→ PROMPT
Please recast all of the records below as a numbered list, leaving out blank lines and the pictures.

--- START OF DATA EXCERPTS ---

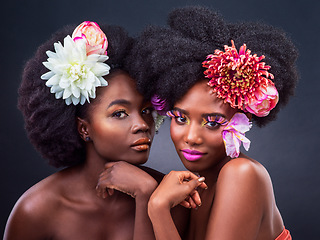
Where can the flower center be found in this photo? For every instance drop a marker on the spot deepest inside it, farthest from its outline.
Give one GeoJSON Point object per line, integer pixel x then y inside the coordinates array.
{"type": "Point", "coordinates": [77, 72]}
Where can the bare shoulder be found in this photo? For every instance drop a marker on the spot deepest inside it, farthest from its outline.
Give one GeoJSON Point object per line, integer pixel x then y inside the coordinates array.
{"type": "Point", "coordinates": [158, 176]}
{"type": "Point", "coordinates": [33, 210]}
{"type": "Point", "coordinates": [244, 170]}
{"type": "Point", "coordinates": [248, 178]}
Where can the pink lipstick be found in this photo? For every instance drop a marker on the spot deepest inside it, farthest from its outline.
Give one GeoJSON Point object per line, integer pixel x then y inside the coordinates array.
{"type": "Point", "coordinates": [191, 155]}
{"type": "Point", "coordinates": [141, 144]}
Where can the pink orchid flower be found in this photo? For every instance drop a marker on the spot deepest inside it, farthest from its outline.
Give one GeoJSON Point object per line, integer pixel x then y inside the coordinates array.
{"type": "Point", "coordinates": [265, 100]}
{"type": "Point", "coordinates": [96, 40]}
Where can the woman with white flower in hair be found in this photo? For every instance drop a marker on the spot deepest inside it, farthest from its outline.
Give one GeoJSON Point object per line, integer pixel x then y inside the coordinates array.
{"type": "Point", "coordinates": [213, 78]}
{"type": "Point", "coordinates": [82, 112]}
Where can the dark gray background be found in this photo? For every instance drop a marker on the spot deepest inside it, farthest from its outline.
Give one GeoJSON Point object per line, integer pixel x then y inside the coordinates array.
{"type": "Point", "coordinates": [289, 147]}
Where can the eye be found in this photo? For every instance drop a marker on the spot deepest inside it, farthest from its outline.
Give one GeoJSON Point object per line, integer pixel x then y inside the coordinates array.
{"type": "Point", "coordinates": [179, 117]}
{"type": "Point", "coordinates": [147, 110]}
{"type": "Point", "coordinates": [120, 114]}
{"type": "Point", "coordinates": [213, 122]}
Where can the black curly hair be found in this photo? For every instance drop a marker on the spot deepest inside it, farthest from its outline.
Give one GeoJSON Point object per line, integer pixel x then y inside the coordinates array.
{"type": "Point", "coordinates": [50, 123]}
{"type": "Point", "coordinates": [170, 58]}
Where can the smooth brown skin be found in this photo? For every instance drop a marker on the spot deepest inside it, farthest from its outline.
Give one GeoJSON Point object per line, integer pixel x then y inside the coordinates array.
{"type": "Point", "coordinates": [66, 204]}
{"type": "Point", "coordinates": [239, 202]}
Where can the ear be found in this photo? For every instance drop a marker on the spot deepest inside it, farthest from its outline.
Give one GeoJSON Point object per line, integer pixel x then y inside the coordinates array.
{"type": "Point", "coordinates": [82, 126]}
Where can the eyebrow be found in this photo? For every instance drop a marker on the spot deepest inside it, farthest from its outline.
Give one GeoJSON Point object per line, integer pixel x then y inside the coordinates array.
{"type": "Point", "coordinates": [119, 102]}
{"type": "Point", "coordinates": [202, 115]}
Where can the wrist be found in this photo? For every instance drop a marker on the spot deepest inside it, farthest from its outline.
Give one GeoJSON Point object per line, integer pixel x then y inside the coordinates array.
{"type": "Point", "coordinates": [157, 206]}
{"type": "Point", "coordinates": [147, 188]}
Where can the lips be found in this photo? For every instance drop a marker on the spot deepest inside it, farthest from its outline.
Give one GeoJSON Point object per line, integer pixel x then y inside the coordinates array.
{"type": "Point", "coordinates": [142, 144]}
{"type": "Point", "coordinates": [191, 155]}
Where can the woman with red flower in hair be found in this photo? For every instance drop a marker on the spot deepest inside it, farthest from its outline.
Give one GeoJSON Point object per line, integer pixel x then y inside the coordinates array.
{"type": "Point", "coordinates": [213, 90]}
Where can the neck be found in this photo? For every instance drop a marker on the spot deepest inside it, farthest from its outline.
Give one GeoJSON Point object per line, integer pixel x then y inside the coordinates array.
{"type": "Point", "coordinates": [211, 174]}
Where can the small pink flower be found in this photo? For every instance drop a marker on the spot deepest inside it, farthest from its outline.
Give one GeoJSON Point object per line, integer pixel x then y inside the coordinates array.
{"type": "Point", "coordinates": [96, 40]}
{"type": "Point", "coordinates": [160, 105]}
{"type": "Point", "coordinates": [234, 133]}
{"type": "Point", "coordinates": [241, 79]}
{"type": "Point", "coordinates": [265, 100]}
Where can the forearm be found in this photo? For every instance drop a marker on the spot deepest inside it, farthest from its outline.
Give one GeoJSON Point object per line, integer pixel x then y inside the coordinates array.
{"type": "Point", "coordinates": [163, 224]}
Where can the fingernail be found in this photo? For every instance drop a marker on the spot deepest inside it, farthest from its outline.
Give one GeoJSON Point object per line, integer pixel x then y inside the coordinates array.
{"type": "Point", "coordinates": [201, 179]}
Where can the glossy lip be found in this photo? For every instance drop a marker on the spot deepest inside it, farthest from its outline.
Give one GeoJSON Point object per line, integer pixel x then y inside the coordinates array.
{"type": "Point", "coordinates": [191, 155]}
{"type": "Point", "coordinates": [142, 144]}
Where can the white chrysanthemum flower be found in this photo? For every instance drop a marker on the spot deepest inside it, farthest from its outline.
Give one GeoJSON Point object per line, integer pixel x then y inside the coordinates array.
{"type": "Point", "coordinates": [73, 75]}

--- END OF DATA EXCERPTS ---

→ TASK ANSWER
1. Where can the flower center be found in this photo? For every instance drop a marker on the spot deepest inside it, farthest from its outline.
2. Give one GeoJSON Point object per line, integer pixel x then y inside the coordinates array.
3. {"type": "Point", "coordinates": [77, 72]}
4. Where can the bare shoulder be found in this photo? For every instance drop a marker on the spot deepest inside it, farthest from its outline.
5. Give one GeoJSON Point object per line, integer pixel x then y inside the coordinates array.
6. {"type": "Point", "coordinates": [158, 176]}
7. {"type": "Point", "coordinates": [33, 210]}
8. {"type": "Point", "coordinates": [244, 170]}
9. {"type": "Point", "coordinates": [248, 178]}
10. Where can the pink lipstick be found in this photo? For every instance drop a marker on the spot deepest inside it, farthest from its outline.
11. Give one GeoJSON Point object per line, integer pixel x then y inside the coordinates array.
12. {"type": "Point", "coordinates": [191, 155]}
13. {"type": "Point", "coordinates": [141, 144]}
14. Where can the pink orchid flower be found in this photo? For every instance drop a marker on the spot deepest inside it, farthest from its outline.
15. Give one GeoJSON Point object per line, integer pixel x then y inside the coordinates array.
16. {"type": "Point", "coordinates": [265, 100]}
17. {"type": "Point", "coordinates": [96, 40]}
18. Where can the woman with white flower in hair be found in this photo? For every instance drop a marker on the spot deepest inside it, farthest from its outline.
19. Give one GeoJSON Point object per line, integer pixel x then y inside the coordinates array.
20. {"type": "Point", "coordinates": [213, 78]}
21. {"type": "Point", "coordinates": [82, 112]}
22. Where can the dark gray background be found in this photo? For every instance drop a marker on the spot deepest inside it, farthest from its outline.
23. Give one GeoJSON Point object per line, integer pixel x then y inside the coordinates array.
24. {"type": "Point", "coordinates": [289, 147]}
25. Where can the eye be found in this photo? For every instance drop a marker on the spot deepest inside it, farthest from its outline.
26. Give one GeoJSON Point object per line, integer pixel x then y inside the coordinates array.
27. {"type": "Point", "coordinates": [179, 117]}
28. {"type": "Point", "coordinates": [147, 110]}
29. {"type": "Point", "coordinates": [120, 114]}
30. {"type": "Point", "coordinates": [213, 122]}
31. Where can the black curly hair be found in this photo? For every instance drop a marker on the spot deepest inside it, farthest from its outline.
32. Give one GeoJSON Point object per line, integer pixel x then y inside the coordinates array.
33. {"type": "Point", "coordinates": [50, 123]}
34. {"type": "Point", "coordinates": [170, 58]}
35. Where can the smooth brown skin be found in this photo? For every instance drop a marker on the spot deepest inside it, farthest from its outline.
36. Give one GeoJSON Point object per line, integer pixel x then y inside the coordinates array.
37. {"type": "Point", "coordinates": [66, 204]}
38. {"type": "Point", "coordinates": [239, 202]}
39. Where can the ear be found in this photo? For every instance drop a marker on the spot deepest inside it, farthest from its outline.
40. Give one GeoJSON Point object per line, integer pixel x then y inside the coordinates array.
41. {"type": "Point", "coordinates": [82, 126]}
42. Where can the eyebrow be found in this photo? For every instance drop a marker on the spot deepest inside it, farthest from its outline.
43. Give one GeoJSON Point object per line, integer pixel x then y inside the coordinates array.
44. {"type": "Point", "coordinates": [119, 102]}
45. {"type": "Point", "coordinates": [202, 115]}
46. Where can the wrist be found in this photo? For every instance drop a marker on the spot deepest inside it, farthest from its outline.
47. Give one GeoJSON Point object per line, integer pixel x then y inside the coordinates array.
48. {"type": "Point", "coordinates": [157, 206]}
49. {"type": "Point", "coordinates": [147, 188]}
50. Where can the lips be found in this photo? For every instance drop a marker on the spot deepest inside it, farthest from its outline.
51. Give one GeoJSON Point object per line, integer pixel x then y inside the coordinates array.
52. {"type": "Point", "coordinates": [142, 144]}
53. {"type": "Point", "coordinates": [191, 155]}
54. Where can the woman with red flower in hair be found in this photo? For every instance drop a marker on the spot deepest inside it, farthest from its outline.
55. Give one GeoJSON Point object per line, integer pixel x then y inside the coordinates array.
56. {"type": "Point", "coordinates": [213, 90]}
57. Where can the neck be found in this photo? For every instance drop a marker on the spot deepest inside it, farthest from its outline.
58. Give one GeoJSON Point object per line, integer pixel x then y inside the coordinates array.
59. {"type": "Point", "coordinates": [211, 174]}
60. Where can the small pink flower be found in this photo? For every instance drop a marker on the spot deepest inside it, farthest from its outline.
61. Give one GeoJSON Point object per line, integer pixel x then y inside the coordinates array.
62. {"type": "Point", "coordinates": [96, 40]}
63. {"type": "Point", "coordinates": [160, 105]}
64. {"type": "Point", "coordinates": [234, 133]}
65. {"type": "Point", "coordinates": [241, 79]}
66. {"type": "Point", "coordinates": [265, 100]}
67. Where can the forearm be found in this photo? For every instance drop a marker on the spot deepest inside it, farthest from its outline.
68. Give one GeoJSON Point object per line, integer pixel x then y inside the coordinates array.
69. {"type": "Point", "coordinates": [163, 224]}
70. Where can the fingernail be found in this photo? For every instance drop a marker on the spot deepest inside it, farthest from its outline.
71. Give one GeoJSON Point object per line, integer pixel x then y inside the coordinates array.
72. {"type": "Point", "coordinates": [201, 179]}
73. Where can the glossy lip be found in this photo? For every instance drop a marker on the spot deepest inside it, farthest from its outline.
74. Give one GeoJSON Point object per line, integer pixel x then y inside the coordinates array.
75. {"type": "Point", "coordinates": [191, 155]}
76. {"type": "Point", "coordinates": [142, 144]}
77. Where can the white chrysanthemum flower be found in this photo? For every instance drop a marker on the spot deepest inside it, farthest from its outline.
78. Give one GeoJSON Point object per line, integer pixel x then y inside the coordinates array.
79. {"type": "Point", "coordinates": [73, 75]}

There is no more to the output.